● **Material for this exercise**
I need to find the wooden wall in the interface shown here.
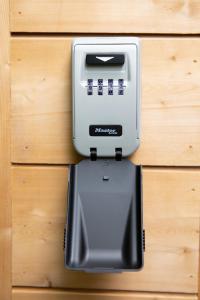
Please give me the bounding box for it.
[0,0,199,299]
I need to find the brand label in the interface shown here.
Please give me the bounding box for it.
[89,125,122,136]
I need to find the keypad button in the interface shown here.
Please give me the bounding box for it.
[118,79,124,86]
[88,89,93,95]
[88,79,93,84]
[98,79,103,85]
[108,79,113,85]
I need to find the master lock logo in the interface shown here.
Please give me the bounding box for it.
[89,125,122,136]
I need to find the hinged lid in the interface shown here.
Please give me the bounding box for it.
[64,158,144,272]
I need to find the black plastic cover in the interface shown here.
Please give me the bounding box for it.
[86,54,125,65]
[64,159,144,272]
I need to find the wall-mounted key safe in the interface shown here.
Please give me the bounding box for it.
[64,37,145,272]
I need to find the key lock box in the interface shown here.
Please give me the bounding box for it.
[64,37,145,272]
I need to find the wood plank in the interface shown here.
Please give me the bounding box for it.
[12,166,200,293]
[11,37,80,164]
[10,0,200,33]
[11,37,200,166]
[199,221,200,300]
[12,288,198,300]
[0,1,11,299]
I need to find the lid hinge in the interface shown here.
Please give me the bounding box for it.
[90,148,122,161]
[90,148,97,161]
[115,148,122,161]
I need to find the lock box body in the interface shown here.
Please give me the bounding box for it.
[64,159,144,272]
[72,37,140,157]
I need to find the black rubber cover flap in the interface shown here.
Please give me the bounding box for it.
[64,158,144,272]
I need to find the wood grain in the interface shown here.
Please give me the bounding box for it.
[0,1,11,299]
[10,0,200,33]
[12,288,198,300]
[12,166,200,293]
[11,37,200,166]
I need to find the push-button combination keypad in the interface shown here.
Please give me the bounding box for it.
[87,79,125,95]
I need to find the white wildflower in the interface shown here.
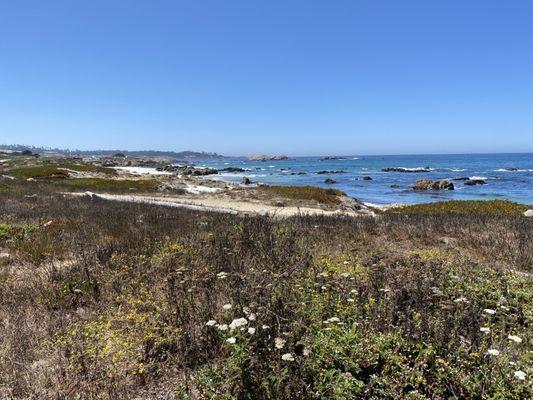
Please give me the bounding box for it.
[281,353,294,362]
[303,348,310,356]
[484,309,496,315]
[206,320,217,326]
[454,296,469,303]
[509,361,517,366]
[222,303,232,310]
[347,298,355,303]
[341,273,350,278]
[242,306,251,315]
[479,327,490,333]
[350,289,357,294]
[229,317,248,331]
[248,313,256,321]
[217,324,228,331]
[343,261,350,265]
[514,370,526,380]
[248,327,256,334]
[274,337,286,349]
[508,335,522,343]
[262,324,269,330]
[226,337,236,344]
[487,349,500,356]
[216,271,228,279]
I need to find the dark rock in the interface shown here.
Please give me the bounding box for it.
[390,184,401,188]
[413,179,454,191]
[324,178,337,184]
[505,167,518,171]
[156,165,218,176]
[464,179,486,186]
[220,167,246,173]
[451,177,470,181]
[317,170,346,175]
[241,176,251,185]
[362,176,372,181]
[319,156,346,161]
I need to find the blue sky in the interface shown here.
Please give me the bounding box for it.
[1,0,532,156]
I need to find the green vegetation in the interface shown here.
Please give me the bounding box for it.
[260,185,345,204]
[389,200,530,216]
[8,164,116,179]
[8,165,70,179]
[0,193,531,399]
[57,177,161,193]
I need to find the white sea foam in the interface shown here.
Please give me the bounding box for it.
[469,176,487,180]
[494,168,531,172]
[113,166,174,176]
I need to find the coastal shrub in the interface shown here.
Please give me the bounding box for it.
[8,165,70,179]
[390,200,529,216]
[8,164,116,179]
[260,185,345,204]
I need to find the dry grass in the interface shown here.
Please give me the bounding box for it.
[0,192,531,399]
[259,185,345,204]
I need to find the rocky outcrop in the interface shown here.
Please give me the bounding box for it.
[157,165,218,176]
[324,178,337,184]
[382,167,431,173]
[241,176,251,185]
[317,170,346,175]
[463,179,486,186]
[248,154,289,161]
[220,167,246,173]
[413,179,454,191]
[362,176,373,181]
[319,156,346,161]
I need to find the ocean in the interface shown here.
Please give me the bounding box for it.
[198,153,533,205]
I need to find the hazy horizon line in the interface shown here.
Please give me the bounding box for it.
[2,144,532,158]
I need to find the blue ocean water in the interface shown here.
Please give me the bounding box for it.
[198,154,533,205]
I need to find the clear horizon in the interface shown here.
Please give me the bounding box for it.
[1,1,533,155]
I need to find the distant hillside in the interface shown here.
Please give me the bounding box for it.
[0,145,227,160]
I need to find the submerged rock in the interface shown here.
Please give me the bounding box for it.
[362,176,373,181]
[413,179,454,191]
[324,178,337,184]
[241,176,251,185]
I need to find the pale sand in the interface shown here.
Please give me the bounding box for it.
[69,192,374,217]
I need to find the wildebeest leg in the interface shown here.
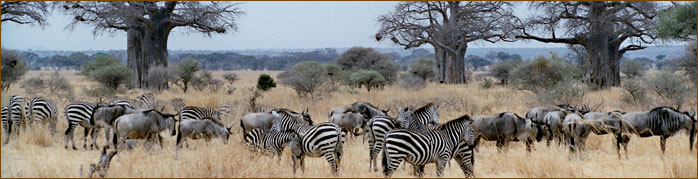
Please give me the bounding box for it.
[660,135,667,155]
[91,128,100,150]
[622,135,630,159]
[496,138,504,153]
[614,133,622,159]
[104,127,111,149]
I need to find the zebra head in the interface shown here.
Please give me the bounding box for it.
[301,108,313,125]
[396,105,414,128]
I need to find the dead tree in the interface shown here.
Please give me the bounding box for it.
[1,1,49,27]
[82,148,118,178]
[515,2,665,87]
[376,1,517,84]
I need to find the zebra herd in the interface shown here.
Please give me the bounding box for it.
[2,93,697,178]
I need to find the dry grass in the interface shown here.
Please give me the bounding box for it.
[1,70,696,178]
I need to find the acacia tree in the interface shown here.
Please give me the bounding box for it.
[376,1,516,84]
[515,2,665,87]
[59,1,244,88]
[1,1,50,27]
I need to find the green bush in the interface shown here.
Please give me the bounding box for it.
[488,59,522,84]
[89,64,133,91]
[257,74,277,91]
[621,59,645,78]
[409,58,436,81]
[349,70,385,92]
[81,55,121,76]
[647,70,692,109]
[336,47,399,83]
[323,63,348,85]
[279,61,326,98]
[172,60,201,92]
[480,78,493,89]
[511,53,582,92]
[1,48,28,91]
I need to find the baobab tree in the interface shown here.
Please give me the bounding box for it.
[515,1,665,87]
[376,1,516,84]
[1,1,50,27]
[59,1,244,88]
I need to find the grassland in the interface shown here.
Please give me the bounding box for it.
[1,70,696,178]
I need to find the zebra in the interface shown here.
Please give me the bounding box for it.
[170,98,187,115]
[622,106,696,154]
[2,106,9,144]
[398,103,440,132]
[179,106,221,123]
[8,95,26,137]
[137,93,159,110]
[64,102,99,150]
[381,114,475,178]
[270,110,344,175]
[110,99,135,109]
[25,97,60,135]
[366,115,403,172]
[243,128,302,161]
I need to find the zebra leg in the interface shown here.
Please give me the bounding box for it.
[65,123,77,150]
[49,119,57,136]
[323,152,339,176]
[614,133,622,159]
[370,140,381,172]
[83,128,90,149]
[299,156,306,173]
[413,165,425,178]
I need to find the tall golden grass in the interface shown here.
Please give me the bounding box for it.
[1,70,696,178]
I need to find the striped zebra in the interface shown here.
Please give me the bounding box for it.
[179,106,221,122]
[243,128,301,160]
[622,106,696,154]
[367,115,403,172]
[170,98,187,115]
[398,103,440,131]
[8,95,26,137]
[137,93,160,110]
[382,115,475,178]
[270,110,344,175]
[111,99,135,109]
[64,102,99,150]
[2,106,9,144]
[26,97,60,135]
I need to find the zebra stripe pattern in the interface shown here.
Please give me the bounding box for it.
[170,98,187,115]
[8,95,26,137]
[137,93,158,109]
[271,110,344,175]
[179,106,221,122]
[64,102,97,150]
[26,97,60,135]
[400,103,440,132]
[1,106,9,143]
[382,115,474,178]
[367,115,402,172]
[243,128,301,159]
[111,99,135,109]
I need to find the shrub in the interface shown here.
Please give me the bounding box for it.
[81,55,120,76]
[324,63,348,85]
[488,59,522,84]
[145,66,171,92]
[409,58,436,81]
[677,41,697,82]
[621,78,648,106]
[1,48,28,91]
[480,78,493,89]
[537,79,589,106]
[209,79,223,93]
[256,74,276,91]
[647,70,691,109]
[20,71,74,99]
[222,73,239,84]
[335,47,399,83]
[84,86,115,99]
[621,59,645,78]
[278,61,327,98]
[349,70,385,92]
[398,74,426,90]
[89,64,132,92]
[511,53,582,92]
[172,60,201,92]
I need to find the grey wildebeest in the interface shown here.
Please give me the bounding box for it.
[471,112,538,152]
[239,108,312,134]
[525,104,586,143]
[111,109,176,151]
[582,111,633,159]
[621,106,696,154]
[329,111,367,138]
[91,104,133,149]
[176,119,231,148]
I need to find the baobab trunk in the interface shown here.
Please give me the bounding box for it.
[443,50,467,84]
[435,47,446,83]
[126,28,144,88]
[139,24,171,89]
[584,4,622,88]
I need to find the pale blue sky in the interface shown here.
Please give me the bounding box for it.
[0,1,677,51]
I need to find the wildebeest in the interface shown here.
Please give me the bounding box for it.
[561,112,586,154]
[111,109,176,151]
[91,104,132,149]
[239,108,312,133]
[582,111,633,159]
[328,105,353,118]
[329,111,366,137]
[621,106,696,154]
[176,119,231,148]
[471,112,538,152]
[351,102,389,120]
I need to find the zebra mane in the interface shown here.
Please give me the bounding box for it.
[436,115,471,130]
[414,103,435,114]
[273,108,300,115]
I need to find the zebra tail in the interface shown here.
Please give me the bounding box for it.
[112,132,118,147]
[176,124,183,147]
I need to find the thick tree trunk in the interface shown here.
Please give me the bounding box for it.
[584,3,622,88]
[443,50,467,84]
[435,47,447,83]
[140,22,171,89]
[126,28,144,88]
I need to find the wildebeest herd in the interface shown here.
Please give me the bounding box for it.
[1,93,696,178]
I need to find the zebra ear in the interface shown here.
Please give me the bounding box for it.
[271,111,279,117]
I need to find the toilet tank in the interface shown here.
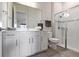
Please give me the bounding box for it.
[47,32,52,38]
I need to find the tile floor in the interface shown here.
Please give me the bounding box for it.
[31,46,79,57]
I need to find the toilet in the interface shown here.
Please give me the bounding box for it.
[47,32,60,49]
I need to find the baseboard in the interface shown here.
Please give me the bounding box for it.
[67,46,79,53]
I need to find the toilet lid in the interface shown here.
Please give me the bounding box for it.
[49,38,60,42]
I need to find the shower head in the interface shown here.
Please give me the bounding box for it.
[59,13,69,18]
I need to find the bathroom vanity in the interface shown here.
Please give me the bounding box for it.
[2,31,48,57]
[0,2,48,57]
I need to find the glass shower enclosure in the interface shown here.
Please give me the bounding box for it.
[54,5,79,50]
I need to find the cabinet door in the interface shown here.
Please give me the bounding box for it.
[2,32,19,57]
[0,32,2,57]
[18,32,31,57]
[3,39,17,57]
[31,32,41,54]
[41,31,48,51]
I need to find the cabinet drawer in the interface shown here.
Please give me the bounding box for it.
[2,32,16,39]
[5,33,15,36]
[32,32,40,37]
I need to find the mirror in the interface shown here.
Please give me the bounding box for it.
[28,7,41,28]
[13,2,41,29]
[13,2,28,28]
[16,11,26,28]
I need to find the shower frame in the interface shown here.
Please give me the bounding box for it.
[53,4,79,49]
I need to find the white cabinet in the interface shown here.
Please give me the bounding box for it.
[18,31,41,56]
[2,31,19,57]
[40,31,48,51]
[0,32,2,57]
[29,31,48,55]
[30,32,41,55]
[2,31,48,57]
[17,31,31,57]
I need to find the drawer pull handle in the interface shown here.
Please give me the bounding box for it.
[16,40,17,46]
[29,38,30,44]
[7,34,15,36]
[32,38,33,43]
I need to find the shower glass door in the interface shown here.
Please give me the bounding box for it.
[55,5,79,50]
[54,11,68,48]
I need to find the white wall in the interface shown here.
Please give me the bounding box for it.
[62,2,79,10]
[53,2,63,14]
[18,2,38,8]
[53,2,79,14]
[28,7,41,28]
[37,2,52,20]
[2,2,8,28]
[37,2,53,32]
[1,2,13,28]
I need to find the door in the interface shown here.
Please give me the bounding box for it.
[18,32,31,57]
[2,31,19,57]
[31,32,41,54]
[55,22,66,48]
[54,11,67,48]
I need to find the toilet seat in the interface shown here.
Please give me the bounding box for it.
[49,38,60,43]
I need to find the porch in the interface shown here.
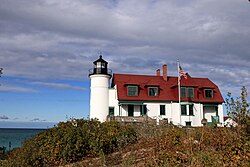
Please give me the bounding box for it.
[110,102,147,117]
[107,115,168,125]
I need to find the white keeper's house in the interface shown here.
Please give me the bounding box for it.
[89,56,224,126]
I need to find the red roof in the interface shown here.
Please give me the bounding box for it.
[112,73,224,103]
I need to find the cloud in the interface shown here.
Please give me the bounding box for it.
[0,115,9,120]
[0,0,249,96]
[31,118,47,122]
[0,85,37,93]
[29,81,86,90]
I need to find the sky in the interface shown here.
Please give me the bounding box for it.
[0,0,250,128]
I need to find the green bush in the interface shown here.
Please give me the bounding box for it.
[3,119,137,166]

● **The problem**
Give again, exactly, the lines starting at the first entry above and ending at the line with "I need to find the lid"; please leave pictures out.

● **Output below**
I need to find the wooden wall in the interface shown here.
Please give me the bounding box for it.
[0,0,199,299]
I need to find the brand label in the interface shown here.
Please give me the bounding box for it.
[89,125,122,136]
I need to find the keypad button in the interface shown here.
Please give me the bounding box for it.
[118,79,124,86]
[88,89,93,95]
[88,79,93,84]
[98,79,103,85]
[108,79,113,85]
I need to find the master lock logo in the interface shown here.
Please give me the bounding box for it.
[89,125,122,136]
I need to find the hinged lid in the interface shown here.
Please give me the bounding box for it.
[64,158,144,272]
I need to find the black plastic cover in the interface shown here.
Please give me the bounding box for it.
[86,54,125,65]
[64,159,144,272]
I need to find the wall-mounted key safe in the interface shown here.
Please give me the bounding box for it.
[64,37,145,272]
I need to find the key lock box in the interface shown here.
Please give me the bounding box for it.
[64,37,145,272]
I need to find the wood plank in the interface shown here.
Please give me the bounding box for it.
[12,166,200,293]
[11,37,80,164]
[10,0,200,33]
[11,37,200,166]
[199,221,200,300]
[12,288,198,300]
[0,1,11,299]
I need to find the lid hinge in the interface shown here.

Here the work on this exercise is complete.